== DOCUMENT TEXT ==

Why Is Voting So Hard To Do in America?

4 Nov

And during this year’s election with the coronavirus and the partisan politics it seems even harder…even though they have supposedly made it easier with early balloting and mail-in voting.

However, It always amazes me that whenever I walk into a polling station it feels like I’m time traveling back into the 1970s when I was first able to cast a ballot in an election. When it comes to voting in the United States, it seems to me as though nothing has changed in the last 40 years…not even the machines…or the tables or chairs or buildings or the people inside. They too all seem to be about 40 years older than they were when I first encountered them back in the day…another reason why mail in voting is a good idea, not just to keep the voters safe but our aged poll workers too!

What gives? How come everything else in the world has become modernized and electrified and computerized to the point where it can be accessed with a hand held device and the point of a finger tip, but not voting. And now in certain states they are making it even harder for people to get to the polling stations and vote in person, requiring them to wait on longer lines and making it more difficult for people to prove who they are…in person!

===
== EXCERPTED DATA ==

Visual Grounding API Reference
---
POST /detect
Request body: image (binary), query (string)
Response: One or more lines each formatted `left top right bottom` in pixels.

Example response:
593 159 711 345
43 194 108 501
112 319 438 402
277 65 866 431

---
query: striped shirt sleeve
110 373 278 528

===

#### STUDY QUESTIONS:
**a.** From the post on voting in America, return the part that opens with the words containing "What gives? How" and closes with "they are…in person!".
**b.** Carry the post on voting in America further, picking up right after its last sentence.
This data has nothing to do with the post on voting in America.

#### RESULTS FOR EACH TASK:
**a.**
What gives? How come everything else in the world has become modernized and electrified and computerized to the point where it can be accessed with a hand held device and the point of a finger tip, but not voting. And now in certain states they are making it even harder for people to get to the polling stations and vote in person, requiring them to wait on longer lines and making it more difficult for people to prove who they are…in person!

**b.**
And all the while still asking us to push a button on an old machine, or punch a card, or mark a paper ballot and drop it in a box…and all because there supposedly just isn’t any other safe way to do it… for after all what could be a safer and more accurate way to count votes in an election than by having people count paper ballots by hand or reading numbers from machines and then adding them up together and then handing them over to other people who continue to do the same. Did you ever play telephone? It seems to me that that is how archaic our voting system is.

And why is everyone who works in the polling stations old…and getting older? (At least where I vote) Where are all of the young voters and volunteers? And why is the largest voting block in America the non-voter? It seems as though everyone is being turned off by America’s “Can’t Do” voting policies.

We can’t get to the polls. We can’t keep them open. We can’t count the votes quickly. We can’t keep the voting machines secure. We can’t rely on the Post Office. We can’t secure the ballots. We can’t trust the states to make accurate counts. We can’t keep the dead from voting. We can’t keep the ballots from bursting into flames in a ditch down by the river???

What can we do? Are we living in the 21st century or am I just dreaming? Is this the age of the iPad and smart phone and Ebay and Etrade and E banking and computerized, drone warfare? Or isn’t it?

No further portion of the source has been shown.